- [Selected extract]:
-- Opening Marker --
Joy Y. Kiddie MSc, RD
Joy received her Bachelor of Science in Nutritional Science from McGill University in Montreal and her Master of Science in Human Nutrition from the University of British Columbia in Vancouver (2008). She conducted research in outpatient psychiatry at Children’s Hospital in Vancouver in the area of mental health nutrition and has been in private practice in BC since 2007.
Joy is registered with the College of Dietitians of British Columbia and holds membership with Dietitians of Canada (DC). She speaks both English and French and is listed in the Réso Santé Colombie-Britannique, a directory of French-speaking health professionals.
Joy’s Clinical Research
Below is the link to Joy’s published study on the Dietary Intake and Nutrient Status of Children with ADHD.
Full Research Article:
International Journal of Pediatrics
Volume 2010 (2010), Article ID 767318, 7 pages
Registered Dietitian vs Nutritionist
People often ask us what the difference is between a Dietitian (or Registered Dietitian) and a Nutritionist, so I’ll answer that question here;
A Dietitian or Registered Dietitian (RD) is a graduate of a university who has met specific academic and professional practice requirements, including completion of a qualified internship in a hospital setting as well as successful challenging of the Canadian Dietetic Registration Exam (CDRE).
Dietitians, at minimum must have Bachelor of Science degree in Dietetics or Human Nutrition and some have completed post-graduate degrees (Masters or PhD) in areas such as Human Nutrition.
-- Closing Marker --
- [Problems to solve]:
**A.** In the dietitian profile, in which year did Joy receive her Master of Science in Human Nutrition?
**B.** List every professional body or directory that the dietitian profile says Joy is registered with, holds membership in, or is listed in.
**C.** Resume the dietitian profile after its final sentence, continuing its comparison of dietitians and nutritionists.

- [Information provided]:
-- Opening Marker --
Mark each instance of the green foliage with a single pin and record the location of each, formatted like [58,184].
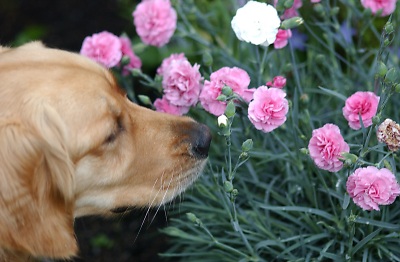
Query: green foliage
[261,198]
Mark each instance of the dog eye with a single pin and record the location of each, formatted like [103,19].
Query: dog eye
[117,130]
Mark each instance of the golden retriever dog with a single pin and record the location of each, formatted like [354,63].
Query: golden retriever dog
[72,144]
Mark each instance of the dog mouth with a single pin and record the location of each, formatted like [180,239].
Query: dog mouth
[121,210]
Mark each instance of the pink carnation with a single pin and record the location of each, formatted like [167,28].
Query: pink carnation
[155,21]
[163,105]
[277,82]
[292,11]
[126,48]
[370,187]
[268,109]
[168,61]
[387,6]
[235,78]
[326,146]
[104,48]
[182,83]
[360,103]
[282,38]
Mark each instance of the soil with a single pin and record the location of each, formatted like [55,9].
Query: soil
[64,25]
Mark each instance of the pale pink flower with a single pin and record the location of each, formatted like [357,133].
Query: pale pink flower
[182,83]
[155,21]
[103,47]
[277,82]
[267,111]
[168,61]
[126,49]
[326,146]
[163,105]
[387,6]
[282,38]
[236,78]
[370,187]
[364,104]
-- Closing Marker --
- [Outputs by task]:
**A.** 2008

**B.** College of Dietitians of British Columbia; Dietitians of Canada (DC); Réso Santé Colombie-Britannique

**C.**
“Dietitian” and “Registered Dietitian” and the abbreviation “RD” are legally protected terms in Canada and the College of Dietitians of British Columbia (CDBC) is the legislative body that oversees the professional practice of Dietitians across all practice areas and settings in this Province.
In British Columbia, Dietitians practice under Chapter 183 of the Health Professions Act [RSBC 1996].
The term “Nutritionist” is not regulated in Canada, so anyone can call themselves a nutritionist, even without any training at all. Some nutritionists that work at fitness clubs or ‘wellness clinics’ may have taken a one year course at a ‘school of nutrition’ and have a certificate in ‘natural or holistic nutrition’.
University educated nutritionists usually work in research, writing educational materials or in the food industry and usually hold university degrees in nutritional or food science.
Under law, even university-educated nutritionists cannot counsel clients or treat patients.
Remember that most extended benefit plans will reimburse visits with a Registered Dietitian, but not to a Nutritionist. Check with your plan provider for your plan’s coverage.